§ **WORK ITEM A**
Extract the part of the passage on tasting menus starting at "If we look back" and ending at "when traveling abroad.".
§ **WORK ITEM B**
Write what comes next in the passage on tasting menus and wine pairings, picking up after its final sentence.

§ **TEXT SHOWN**
But this is not gastronomy.
I think tasting menus should be reserved for the press.
Like “Hey writer, have a taste of everything, for a fraction of the price, so that you can fully comprehend the place and write, and then goodbye”.
Because here it is also where the Instagram star collector is born (people that praise to have been to such and such many starred restaurants, which I find ridiculous, voyeuristic, nouveau-riche in the worst sense and, allow me this peak of snobbery, smelling of shanty town).
If we look back at the Grand Age of Gastronomy (that is not really now), we will see that people enjoyed the food.
Not whatever was around it, and in spite of it.
Could you imagine a Julia-Child-like type being constrained by the whims of a tasting menu?
The tasting menu is for all the people who are not frequent eaters.
Similarly, the wine pairing is for someone who doesn’t know how to drink wine. Or what.
Or, maybe, for someone who is curious about tasting some unknown wines especially when traveling abroad.
We all saw the infamous lineups of opened and empty bottles and they all, without any exception, scream parvenu.
It is all the fruit of a sudden excitement. Too often, is a show-off.

§ **RECORD EXTRACTS**

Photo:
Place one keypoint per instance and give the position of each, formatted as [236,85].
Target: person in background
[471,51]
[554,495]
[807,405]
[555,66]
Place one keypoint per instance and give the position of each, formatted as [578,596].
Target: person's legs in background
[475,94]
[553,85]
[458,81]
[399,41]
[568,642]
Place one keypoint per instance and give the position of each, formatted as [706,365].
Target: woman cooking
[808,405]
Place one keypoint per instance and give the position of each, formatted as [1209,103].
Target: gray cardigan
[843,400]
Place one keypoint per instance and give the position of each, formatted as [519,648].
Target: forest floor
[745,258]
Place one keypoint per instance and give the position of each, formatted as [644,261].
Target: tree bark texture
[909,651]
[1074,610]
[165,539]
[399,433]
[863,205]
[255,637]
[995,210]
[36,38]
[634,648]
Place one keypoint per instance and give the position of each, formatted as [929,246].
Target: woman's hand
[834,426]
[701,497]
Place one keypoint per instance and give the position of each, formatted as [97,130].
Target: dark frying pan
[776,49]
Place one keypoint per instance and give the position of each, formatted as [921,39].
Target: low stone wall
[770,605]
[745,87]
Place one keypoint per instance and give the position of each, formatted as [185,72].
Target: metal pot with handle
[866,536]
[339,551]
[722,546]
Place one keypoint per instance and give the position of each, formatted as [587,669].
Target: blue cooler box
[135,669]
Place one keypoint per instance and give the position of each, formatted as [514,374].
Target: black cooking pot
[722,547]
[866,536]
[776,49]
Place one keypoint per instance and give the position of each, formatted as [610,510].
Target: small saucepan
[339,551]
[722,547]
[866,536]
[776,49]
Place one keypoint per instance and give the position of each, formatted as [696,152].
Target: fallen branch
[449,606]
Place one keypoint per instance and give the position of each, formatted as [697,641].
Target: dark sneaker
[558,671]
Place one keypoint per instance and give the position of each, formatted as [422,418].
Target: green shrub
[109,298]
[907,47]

§ **TASK OUTPUT A**
If we look back at the Grand Age of Gastronomy (that is not really now), we will see that people enjoyed the food.
Not whatever was around it, and in spite of it.
Could you imagine a Julia-Child-like type being constrained by the whims of a tasting menu?
The tasting menu is for all the people who are not frequent eaters.
Similarly, the wine pairing is for someone who doesn’t know how to drink wine. Or what.
Or, maybe, for someone who is curious about tasting some unknown wines especially when traveling abroad.

§ **TASK OUTPUT B**
I rarely manage to remember any of the wines served in a pairing - except when producers are organizing a tasting. I always - always remember the one bottle opened and carefully chosen.
If we would take one step back and place again the customer at the centre of the gastronomic experience in a restaurant, instead of the ego of a chef, we would see all of a sudden most of these tasting menus disappear like snow in the sun.
They are a manifestation of the need for communication of a chef, they have nothing to do with the pleasure of the customer. And the wine pairings even more so, say a lot about the need for the sommeliers to feel credited as thinking, innovating, creative types.
Because let me tell you, some of these menus are crap.
What in the holy sake was this plate, I will never fathom. Straight in the top of the worst plates I’ve eaten in the past few years.
We recently dined at a new and innovative (aren’t they all?) chef in an alpine village not too distant from the new Niederkoefler.
The chef presented a “grilled aubergine with beetroot reduction and sour cream drops, with a side of panelle”.
What the fucking fuckery of a distasteful and terribly executed plate we got!
A beetroot infused aubergine that lost all of its charm as an aubergine and was simply dripping a horrid juice of beetroot molasses, hiding any other flavor, as any beetroot manages to do.
Terrible. I hope I’ll never see something like this again.
Because there’s a secret for you.
The real luxury is not the 18 courses menu served at some of the famous starred-and-50 restaurants.
Quite the opposite.
The real luxury these days is to have a taste of all the things we like, time after time, at our favorite restaurants.
The luxury is TIME.
The wine to go back to, and we go back to again, to taste the same plates, to taste the same preparations, because (surprise!) they bring us joy and pleasure.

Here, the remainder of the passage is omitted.